Only the lines from the one containing "If you could mark the door" to the end of the entries should be written out, each exactly as it stands, both ends included.

────────────────

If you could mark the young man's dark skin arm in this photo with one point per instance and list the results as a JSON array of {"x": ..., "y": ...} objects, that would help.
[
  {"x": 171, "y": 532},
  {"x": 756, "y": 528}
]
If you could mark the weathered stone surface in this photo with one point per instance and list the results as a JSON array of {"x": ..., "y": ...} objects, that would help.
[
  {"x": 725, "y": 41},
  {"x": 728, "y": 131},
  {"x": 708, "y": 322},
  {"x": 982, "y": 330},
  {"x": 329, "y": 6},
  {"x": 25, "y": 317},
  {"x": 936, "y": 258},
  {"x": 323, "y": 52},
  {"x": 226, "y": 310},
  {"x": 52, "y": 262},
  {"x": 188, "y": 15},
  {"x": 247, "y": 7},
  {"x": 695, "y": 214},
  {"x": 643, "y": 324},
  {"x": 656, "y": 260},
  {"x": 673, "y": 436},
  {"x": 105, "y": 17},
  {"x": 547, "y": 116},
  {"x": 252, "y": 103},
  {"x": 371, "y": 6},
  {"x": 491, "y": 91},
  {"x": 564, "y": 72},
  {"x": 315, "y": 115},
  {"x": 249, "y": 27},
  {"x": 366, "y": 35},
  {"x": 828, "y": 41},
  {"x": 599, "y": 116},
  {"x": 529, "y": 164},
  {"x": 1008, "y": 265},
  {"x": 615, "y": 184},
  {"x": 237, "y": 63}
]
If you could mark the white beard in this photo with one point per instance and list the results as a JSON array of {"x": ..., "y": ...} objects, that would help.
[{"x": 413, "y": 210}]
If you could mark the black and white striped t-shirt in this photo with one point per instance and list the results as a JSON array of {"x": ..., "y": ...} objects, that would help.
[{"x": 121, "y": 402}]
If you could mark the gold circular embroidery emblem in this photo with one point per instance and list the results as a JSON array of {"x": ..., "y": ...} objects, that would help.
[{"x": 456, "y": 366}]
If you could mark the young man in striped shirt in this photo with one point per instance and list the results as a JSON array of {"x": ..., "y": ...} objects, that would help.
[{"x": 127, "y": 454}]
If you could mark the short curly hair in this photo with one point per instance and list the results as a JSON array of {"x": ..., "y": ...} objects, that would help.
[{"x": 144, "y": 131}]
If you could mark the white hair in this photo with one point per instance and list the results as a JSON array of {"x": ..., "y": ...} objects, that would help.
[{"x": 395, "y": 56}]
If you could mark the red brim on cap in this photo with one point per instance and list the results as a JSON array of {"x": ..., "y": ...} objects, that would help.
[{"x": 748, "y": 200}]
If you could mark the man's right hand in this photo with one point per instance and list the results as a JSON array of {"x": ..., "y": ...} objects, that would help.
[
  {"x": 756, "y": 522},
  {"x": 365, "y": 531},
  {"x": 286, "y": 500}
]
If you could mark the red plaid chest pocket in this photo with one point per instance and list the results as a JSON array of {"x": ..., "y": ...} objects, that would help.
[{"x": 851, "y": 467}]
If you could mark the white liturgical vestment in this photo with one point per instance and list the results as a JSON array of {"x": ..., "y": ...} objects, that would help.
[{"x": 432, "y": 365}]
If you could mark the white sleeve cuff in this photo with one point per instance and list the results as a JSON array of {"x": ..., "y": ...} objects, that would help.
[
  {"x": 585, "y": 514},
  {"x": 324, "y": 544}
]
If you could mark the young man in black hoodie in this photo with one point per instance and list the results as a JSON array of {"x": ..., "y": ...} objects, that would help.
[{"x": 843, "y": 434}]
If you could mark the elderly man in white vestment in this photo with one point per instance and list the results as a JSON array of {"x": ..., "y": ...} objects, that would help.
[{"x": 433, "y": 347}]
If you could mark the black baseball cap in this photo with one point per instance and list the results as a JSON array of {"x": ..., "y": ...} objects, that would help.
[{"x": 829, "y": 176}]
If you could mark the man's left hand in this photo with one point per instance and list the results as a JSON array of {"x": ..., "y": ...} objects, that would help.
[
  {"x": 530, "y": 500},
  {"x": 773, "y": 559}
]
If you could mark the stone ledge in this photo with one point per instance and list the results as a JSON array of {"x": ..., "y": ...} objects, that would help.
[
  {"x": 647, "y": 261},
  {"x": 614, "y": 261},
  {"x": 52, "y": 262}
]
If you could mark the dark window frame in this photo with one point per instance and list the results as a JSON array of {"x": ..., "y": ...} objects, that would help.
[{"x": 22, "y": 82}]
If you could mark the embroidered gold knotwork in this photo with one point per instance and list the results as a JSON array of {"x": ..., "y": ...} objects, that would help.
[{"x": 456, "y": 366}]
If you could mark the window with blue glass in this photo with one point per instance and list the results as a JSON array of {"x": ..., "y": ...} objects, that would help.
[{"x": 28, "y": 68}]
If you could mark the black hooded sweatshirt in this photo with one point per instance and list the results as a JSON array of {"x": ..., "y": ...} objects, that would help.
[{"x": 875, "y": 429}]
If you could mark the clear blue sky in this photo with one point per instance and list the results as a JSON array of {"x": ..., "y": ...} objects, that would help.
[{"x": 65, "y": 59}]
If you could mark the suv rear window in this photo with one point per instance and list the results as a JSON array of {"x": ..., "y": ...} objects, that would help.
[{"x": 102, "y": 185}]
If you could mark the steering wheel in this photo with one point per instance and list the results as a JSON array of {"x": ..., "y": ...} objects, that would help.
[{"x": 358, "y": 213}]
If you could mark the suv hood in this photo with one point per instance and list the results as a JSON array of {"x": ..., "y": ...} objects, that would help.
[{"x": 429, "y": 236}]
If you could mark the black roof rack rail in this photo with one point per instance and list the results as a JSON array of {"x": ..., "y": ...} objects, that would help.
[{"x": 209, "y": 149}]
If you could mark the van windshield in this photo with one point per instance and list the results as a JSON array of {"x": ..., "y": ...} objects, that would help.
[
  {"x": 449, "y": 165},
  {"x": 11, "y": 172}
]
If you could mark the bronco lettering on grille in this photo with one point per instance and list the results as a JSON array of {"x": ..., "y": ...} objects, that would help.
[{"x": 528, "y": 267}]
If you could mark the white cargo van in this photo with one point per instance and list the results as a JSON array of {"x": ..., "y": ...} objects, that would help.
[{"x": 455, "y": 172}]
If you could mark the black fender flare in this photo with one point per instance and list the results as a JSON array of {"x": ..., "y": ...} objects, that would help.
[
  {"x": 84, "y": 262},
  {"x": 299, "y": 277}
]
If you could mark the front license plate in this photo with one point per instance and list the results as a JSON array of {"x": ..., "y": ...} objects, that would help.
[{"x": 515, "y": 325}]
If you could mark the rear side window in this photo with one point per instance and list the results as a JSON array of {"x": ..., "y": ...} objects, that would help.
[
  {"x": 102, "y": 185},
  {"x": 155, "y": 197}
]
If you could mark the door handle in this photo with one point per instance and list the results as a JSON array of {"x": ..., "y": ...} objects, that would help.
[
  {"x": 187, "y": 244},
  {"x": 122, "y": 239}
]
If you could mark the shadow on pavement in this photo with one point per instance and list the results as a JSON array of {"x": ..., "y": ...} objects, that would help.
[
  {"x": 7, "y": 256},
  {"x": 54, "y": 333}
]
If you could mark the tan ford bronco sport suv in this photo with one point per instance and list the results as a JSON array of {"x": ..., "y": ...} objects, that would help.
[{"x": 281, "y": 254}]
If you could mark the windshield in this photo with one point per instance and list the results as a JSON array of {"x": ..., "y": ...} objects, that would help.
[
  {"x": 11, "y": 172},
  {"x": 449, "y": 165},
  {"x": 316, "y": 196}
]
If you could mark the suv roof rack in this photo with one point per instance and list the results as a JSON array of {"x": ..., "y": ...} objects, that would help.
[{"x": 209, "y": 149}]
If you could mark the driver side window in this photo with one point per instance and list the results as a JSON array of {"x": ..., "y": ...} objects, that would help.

────────────────

### THE SOLUTION
If you could mark the door handle in this photo with one point per instance and list the results as a JSON array of {"x": ..., "y": ...} objects, that would help.
[
  {"x": 187, "y": 244},
  {"x": 122, "y": 239}
]
If you could mark the shadow on pavement in this photo with one point per instance and list the results as a JSON array of {"x": ..., "y": ...} objects, that would help.
[
  {"x": 7, "y": 256},
  {"x": 54, "y": 333}
]
If you could mark the tan ford bronco sport suv in this photo with one point per instance and list the results as a JSON array of {"x": ..., "y": ...} objects, that would help.
[{"x": 281, "y": 254}]
If you could mark the windshield in this photo with one point per instance and list the results as a JSON array of {"x": ..., "y": ...} objects, that would help.
[
  {"x": 11, "y": 172},
  {"x": 449, "y": 165},
  {"x": 316, "y": 196}
]
If you could mark the suv roof rack in this photo with one point per instance and list the results as a JSON array of {"x": ..., "y": ...} objects, that would help.
[{"x": 209, "y": 149}]
If you could mark the driver side window in this photo with one point per instance and list the results as a JSON array of {"x": ..., "y": ...} objects, that would help.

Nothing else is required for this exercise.